Can you edit the listing lines below, starting at "Task: annotation of the dog" and ending at "Query: label on racket", so that every "racket" becomes "racquet" and nothing else changes, giving back only those lines?

▸ **Stored items from a collection**
-*-*-

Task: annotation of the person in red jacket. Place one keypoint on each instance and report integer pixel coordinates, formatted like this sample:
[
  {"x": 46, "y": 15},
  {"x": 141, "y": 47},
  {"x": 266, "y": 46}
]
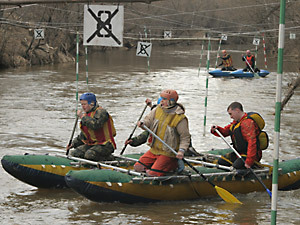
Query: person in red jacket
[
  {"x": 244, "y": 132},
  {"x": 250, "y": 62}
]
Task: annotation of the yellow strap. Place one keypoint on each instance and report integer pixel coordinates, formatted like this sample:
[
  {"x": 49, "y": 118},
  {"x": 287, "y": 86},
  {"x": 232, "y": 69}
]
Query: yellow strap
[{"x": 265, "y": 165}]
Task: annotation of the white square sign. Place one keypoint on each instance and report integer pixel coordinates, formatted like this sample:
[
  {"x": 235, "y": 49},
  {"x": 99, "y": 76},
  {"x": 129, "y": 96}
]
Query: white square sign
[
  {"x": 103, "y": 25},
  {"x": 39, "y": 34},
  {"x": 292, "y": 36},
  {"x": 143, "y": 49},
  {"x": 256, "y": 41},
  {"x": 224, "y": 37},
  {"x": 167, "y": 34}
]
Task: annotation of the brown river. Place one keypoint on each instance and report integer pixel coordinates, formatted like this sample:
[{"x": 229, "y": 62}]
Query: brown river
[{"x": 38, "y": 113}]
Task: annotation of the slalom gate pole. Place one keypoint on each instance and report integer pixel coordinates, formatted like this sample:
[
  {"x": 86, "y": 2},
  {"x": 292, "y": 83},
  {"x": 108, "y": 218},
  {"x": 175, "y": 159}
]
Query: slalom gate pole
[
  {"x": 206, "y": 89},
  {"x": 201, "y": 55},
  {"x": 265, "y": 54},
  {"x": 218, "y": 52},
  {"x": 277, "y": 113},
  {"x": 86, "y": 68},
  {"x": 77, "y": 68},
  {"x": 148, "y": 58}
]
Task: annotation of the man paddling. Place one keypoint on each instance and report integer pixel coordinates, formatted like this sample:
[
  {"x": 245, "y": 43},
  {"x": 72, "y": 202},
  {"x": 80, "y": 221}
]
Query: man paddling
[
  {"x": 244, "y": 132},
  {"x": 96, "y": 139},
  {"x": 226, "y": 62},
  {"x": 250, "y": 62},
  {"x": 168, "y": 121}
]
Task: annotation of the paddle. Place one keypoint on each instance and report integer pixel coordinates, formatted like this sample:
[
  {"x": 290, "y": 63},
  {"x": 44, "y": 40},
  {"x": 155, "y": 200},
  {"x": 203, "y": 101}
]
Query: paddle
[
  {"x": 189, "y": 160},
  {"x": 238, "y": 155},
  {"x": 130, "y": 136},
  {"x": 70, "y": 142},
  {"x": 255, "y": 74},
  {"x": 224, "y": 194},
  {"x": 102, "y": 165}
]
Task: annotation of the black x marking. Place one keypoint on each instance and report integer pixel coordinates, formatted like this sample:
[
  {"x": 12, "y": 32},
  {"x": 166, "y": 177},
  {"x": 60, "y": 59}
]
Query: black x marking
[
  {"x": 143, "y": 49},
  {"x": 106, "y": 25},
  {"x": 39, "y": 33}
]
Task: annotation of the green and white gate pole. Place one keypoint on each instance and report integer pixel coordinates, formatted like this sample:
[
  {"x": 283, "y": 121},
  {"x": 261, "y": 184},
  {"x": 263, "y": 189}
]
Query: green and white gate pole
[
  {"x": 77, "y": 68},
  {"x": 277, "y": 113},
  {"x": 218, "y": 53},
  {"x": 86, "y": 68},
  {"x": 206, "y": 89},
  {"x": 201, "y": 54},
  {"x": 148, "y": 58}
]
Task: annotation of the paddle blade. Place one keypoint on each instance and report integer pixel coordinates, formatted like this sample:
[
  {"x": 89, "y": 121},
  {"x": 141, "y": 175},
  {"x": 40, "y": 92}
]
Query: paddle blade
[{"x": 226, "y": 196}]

-*-*-

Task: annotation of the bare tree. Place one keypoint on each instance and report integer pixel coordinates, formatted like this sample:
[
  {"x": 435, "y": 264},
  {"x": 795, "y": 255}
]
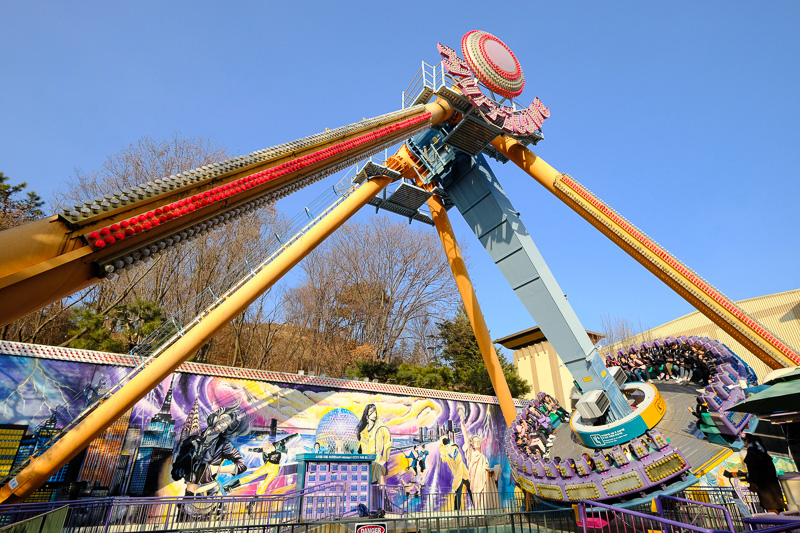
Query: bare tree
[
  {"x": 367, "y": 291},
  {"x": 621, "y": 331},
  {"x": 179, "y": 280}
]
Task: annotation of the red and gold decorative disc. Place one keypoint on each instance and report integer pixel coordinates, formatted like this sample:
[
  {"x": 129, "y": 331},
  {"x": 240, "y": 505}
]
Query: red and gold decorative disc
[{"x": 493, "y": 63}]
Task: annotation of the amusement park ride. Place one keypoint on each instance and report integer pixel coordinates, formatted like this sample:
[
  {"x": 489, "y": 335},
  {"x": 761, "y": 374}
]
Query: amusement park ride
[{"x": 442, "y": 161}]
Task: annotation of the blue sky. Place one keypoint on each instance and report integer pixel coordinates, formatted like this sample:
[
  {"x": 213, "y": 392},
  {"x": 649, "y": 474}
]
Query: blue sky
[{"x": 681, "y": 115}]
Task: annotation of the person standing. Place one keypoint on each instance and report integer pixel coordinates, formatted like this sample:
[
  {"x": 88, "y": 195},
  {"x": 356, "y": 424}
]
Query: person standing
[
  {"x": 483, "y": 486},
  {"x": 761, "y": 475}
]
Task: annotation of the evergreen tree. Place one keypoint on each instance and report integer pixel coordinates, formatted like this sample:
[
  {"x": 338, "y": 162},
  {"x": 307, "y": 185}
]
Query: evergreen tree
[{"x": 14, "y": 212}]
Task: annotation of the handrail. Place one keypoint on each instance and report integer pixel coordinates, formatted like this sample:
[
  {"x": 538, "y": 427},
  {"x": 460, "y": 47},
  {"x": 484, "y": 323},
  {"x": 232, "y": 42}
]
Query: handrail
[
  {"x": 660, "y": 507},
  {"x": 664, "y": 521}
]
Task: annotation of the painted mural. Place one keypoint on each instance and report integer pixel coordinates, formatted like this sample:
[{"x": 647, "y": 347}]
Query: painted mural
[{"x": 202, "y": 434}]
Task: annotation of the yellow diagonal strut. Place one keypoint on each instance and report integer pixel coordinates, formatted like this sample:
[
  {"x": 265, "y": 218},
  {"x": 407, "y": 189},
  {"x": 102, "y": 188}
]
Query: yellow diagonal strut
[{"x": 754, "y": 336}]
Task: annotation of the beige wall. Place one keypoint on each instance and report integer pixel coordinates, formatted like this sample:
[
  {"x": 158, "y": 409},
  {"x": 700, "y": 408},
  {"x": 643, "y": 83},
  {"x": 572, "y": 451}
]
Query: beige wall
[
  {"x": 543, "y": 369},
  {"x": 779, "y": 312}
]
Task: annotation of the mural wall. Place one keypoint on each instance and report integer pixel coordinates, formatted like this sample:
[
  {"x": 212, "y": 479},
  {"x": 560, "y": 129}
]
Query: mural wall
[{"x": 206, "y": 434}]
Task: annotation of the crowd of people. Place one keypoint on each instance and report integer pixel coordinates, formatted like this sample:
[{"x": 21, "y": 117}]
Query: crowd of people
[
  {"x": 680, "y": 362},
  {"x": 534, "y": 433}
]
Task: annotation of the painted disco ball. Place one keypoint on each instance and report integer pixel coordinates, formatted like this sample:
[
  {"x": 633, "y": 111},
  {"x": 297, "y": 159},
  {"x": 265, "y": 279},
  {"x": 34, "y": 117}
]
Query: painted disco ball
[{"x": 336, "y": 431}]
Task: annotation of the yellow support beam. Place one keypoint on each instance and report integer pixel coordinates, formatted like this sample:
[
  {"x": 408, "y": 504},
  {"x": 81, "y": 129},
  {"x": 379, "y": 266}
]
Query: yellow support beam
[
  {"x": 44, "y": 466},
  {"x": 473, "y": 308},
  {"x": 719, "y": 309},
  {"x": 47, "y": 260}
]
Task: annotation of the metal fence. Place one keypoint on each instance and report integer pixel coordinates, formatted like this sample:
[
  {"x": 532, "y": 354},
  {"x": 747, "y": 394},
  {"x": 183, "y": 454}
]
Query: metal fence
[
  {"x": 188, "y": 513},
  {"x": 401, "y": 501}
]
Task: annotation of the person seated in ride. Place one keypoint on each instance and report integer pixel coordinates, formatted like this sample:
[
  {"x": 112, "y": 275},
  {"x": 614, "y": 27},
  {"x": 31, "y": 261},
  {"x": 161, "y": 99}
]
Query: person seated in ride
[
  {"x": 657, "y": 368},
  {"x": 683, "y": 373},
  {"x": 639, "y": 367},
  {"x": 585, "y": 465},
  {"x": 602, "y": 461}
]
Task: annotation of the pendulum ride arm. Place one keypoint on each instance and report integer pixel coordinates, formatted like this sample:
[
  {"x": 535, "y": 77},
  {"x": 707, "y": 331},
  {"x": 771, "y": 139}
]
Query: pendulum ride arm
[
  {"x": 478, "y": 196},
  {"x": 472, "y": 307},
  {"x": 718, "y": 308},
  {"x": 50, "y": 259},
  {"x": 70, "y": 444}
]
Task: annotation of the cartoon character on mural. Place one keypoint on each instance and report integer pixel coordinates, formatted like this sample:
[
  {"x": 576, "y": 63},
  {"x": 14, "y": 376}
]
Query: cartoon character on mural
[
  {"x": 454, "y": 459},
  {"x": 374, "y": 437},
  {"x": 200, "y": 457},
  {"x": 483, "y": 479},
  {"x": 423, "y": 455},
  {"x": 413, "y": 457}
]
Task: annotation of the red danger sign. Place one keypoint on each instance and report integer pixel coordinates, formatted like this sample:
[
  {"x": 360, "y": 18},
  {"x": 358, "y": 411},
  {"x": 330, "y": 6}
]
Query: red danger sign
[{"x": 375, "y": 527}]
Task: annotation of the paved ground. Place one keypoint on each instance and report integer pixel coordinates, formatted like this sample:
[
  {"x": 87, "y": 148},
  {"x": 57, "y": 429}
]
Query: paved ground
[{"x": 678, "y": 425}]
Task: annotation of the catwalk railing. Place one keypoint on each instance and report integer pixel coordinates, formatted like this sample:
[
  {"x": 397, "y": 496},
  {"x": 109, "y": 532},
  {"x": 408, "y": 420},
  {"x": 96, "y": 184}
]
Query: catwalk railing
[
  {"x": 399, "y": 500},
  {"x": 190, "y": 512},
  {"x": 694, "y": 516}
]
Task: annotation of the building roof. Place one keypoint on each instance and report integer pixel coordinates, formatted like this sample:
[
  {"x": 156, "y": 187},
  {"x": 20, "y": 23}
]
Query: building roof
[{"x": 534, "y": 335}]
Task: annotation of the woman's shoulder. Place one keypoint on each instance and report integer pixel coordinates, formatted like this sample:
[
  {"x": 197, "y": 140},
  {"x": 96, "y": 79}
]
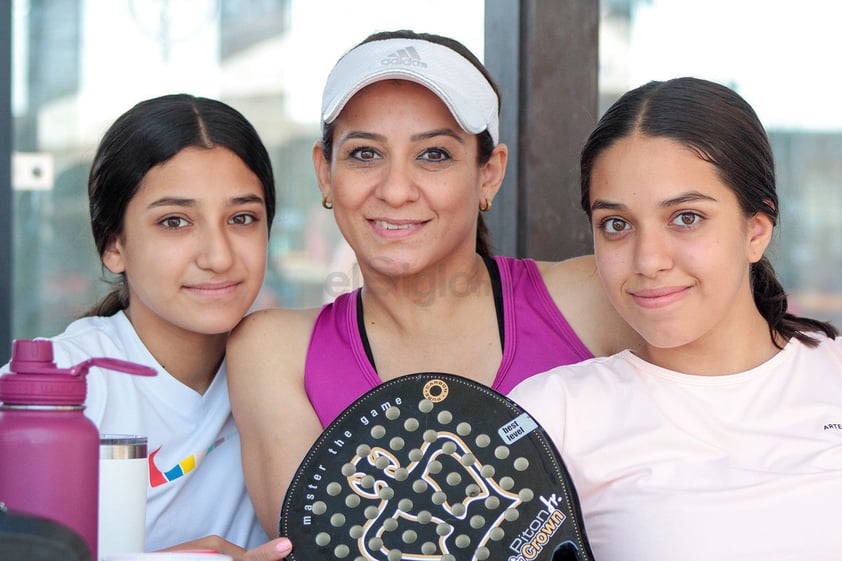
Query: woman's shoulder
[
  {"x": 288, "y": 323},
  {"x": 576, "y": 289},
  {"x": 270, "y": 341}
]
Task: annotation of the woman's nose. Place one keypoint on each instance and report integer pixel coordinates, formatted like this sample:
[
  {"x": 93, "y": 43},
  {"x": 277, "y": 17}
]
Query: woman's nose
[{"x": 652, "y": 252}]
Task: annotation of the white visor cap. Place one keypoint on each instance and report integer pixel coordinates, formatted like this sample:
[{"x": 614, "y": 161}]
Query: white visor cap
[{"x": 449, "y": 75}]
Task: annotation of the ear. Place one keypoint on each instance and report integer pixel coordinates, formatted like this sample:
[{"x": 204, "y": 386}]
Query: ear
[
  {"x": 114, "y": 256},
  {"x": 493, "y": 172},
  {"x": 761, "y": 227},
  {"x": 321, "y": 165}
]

-*-*-

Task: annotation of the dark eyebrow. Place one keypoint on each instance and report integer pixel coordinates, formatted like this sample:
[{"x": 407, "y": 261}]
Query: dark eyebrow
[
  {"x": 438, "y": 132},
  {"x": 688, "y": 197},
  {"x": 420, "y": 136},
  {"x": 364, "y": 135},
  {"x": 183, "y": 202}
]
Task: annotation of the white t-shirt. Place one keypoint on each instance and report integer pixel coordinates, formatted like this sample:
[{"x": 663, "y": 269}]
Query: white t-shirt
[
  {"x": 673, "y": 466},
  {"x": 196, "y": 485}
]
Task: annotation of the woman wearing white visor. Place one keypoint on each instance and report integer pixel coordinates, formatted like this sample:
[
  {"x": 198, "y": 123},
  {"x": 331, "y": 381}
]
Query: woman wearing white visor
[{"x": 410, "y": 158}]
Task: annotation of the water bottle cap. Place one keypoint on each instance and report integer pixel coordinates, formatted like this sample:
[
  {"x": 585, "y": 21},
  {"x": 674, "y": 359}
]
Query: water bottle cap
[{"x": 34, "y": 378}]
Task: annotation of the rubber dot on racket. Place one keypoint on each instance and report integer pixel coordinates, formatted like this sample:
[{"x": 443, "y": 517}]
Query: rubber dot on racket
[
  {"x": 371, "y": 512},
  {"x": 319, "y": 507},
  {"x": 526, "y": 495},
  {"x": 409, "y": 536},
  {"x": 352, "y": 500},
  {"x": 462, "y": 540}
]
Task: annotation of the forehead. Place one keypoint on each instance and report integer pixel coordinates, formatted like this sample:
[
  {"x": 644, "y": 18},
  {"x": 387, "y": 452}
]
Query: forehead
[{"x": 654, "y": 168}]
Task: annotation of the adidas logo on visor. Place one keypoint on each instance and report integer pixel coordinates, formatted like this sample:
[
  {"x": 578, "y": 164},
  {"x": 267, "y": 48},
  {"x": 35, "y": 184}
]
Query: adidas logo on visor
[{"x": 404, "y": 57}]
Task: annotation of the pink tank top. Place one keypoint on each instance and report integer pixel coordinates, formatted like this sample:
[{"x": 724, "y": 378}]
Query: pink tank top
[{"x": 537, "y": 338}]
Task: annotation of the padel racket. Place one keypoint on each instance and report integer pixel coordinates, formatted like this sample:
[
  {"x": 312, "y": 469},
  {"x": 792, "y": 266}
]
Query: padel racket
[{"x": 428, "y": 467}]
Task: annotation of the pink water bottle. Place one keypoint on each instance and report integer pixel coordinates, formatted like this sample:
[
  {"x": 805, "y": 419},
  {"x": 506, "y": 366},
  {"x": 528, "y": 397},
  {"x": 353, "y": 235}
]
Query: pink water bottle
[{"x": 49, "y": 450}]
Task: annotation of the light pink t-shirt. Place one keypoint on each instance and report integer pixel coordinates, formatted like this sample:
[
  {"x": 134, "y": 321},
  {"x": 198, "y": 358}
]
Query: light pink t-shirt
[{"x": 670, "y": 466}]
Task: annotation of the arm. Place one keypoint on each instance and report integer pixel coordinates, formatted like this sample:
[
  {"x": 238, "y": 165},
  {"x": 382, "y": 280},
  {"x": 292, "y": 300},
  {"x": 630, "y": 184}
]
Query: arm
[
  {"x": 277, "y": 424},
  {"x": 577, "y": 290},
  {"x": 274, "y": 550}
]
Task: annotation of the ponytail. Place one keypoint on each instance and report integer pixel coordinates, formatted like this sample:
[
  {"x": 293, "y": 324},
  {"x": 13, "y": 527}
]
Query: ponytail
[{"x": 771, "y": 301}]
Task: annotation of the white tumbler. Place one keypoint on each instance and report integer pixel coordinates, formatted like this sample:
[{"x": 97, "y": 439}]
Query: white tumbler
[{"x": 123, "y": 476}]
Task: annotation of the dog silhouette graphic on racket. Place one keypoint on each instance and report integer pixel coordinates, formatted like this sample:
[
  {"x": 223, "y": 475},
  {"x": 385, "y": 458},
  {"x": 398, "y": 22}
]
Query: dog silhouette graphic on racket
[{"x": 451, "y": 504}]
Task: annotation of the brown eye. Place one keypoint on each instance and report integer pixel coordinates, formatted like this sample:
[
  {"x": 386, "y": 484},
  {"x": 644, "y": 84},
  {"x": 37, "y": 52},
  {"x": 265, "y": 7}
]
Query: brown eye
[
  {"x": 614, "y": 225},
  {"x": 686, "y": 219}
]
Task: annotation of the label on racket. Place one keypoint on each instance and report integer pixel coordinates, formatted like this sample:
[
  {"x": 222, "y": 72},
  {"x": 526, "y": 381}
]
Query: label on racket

-*-*-

▸ **RESULT**
Task: annotation of the dog silhouette graphic on racquet. Place one keypoint on each instance and report integer pixel coordinates, formatted like this sample:
[
  {"x": 223, "y": 475},
  {"x": 385, "y": 458},
  {"x": 398, "y": 22}
]
Query: dog silhouette graphic on racquet
[{"x": 451, "y": 504}]
Task: annotation of the brown eye. Place one keypoint on each instance and report integer pixel coordinates, formatted like this sample:
[
  {"x": 386, "y": 484},
  {"x": 644, "y": 84},
  {"x": 37, "y": 52},
  {"x": 265, "y": 7}
]
Query: brown eye
[
  {"x": 614, "y": 225},
  {"x": 686, "y": 219}
]
Task: annotation of the label on racquet. Place one keypoint on each instance and report integer pixel coordinates, formatted like this sample:
[
  {"x": 222, "y": 72},
  {"x": 526, "y": 381}
]
Query: label on racquet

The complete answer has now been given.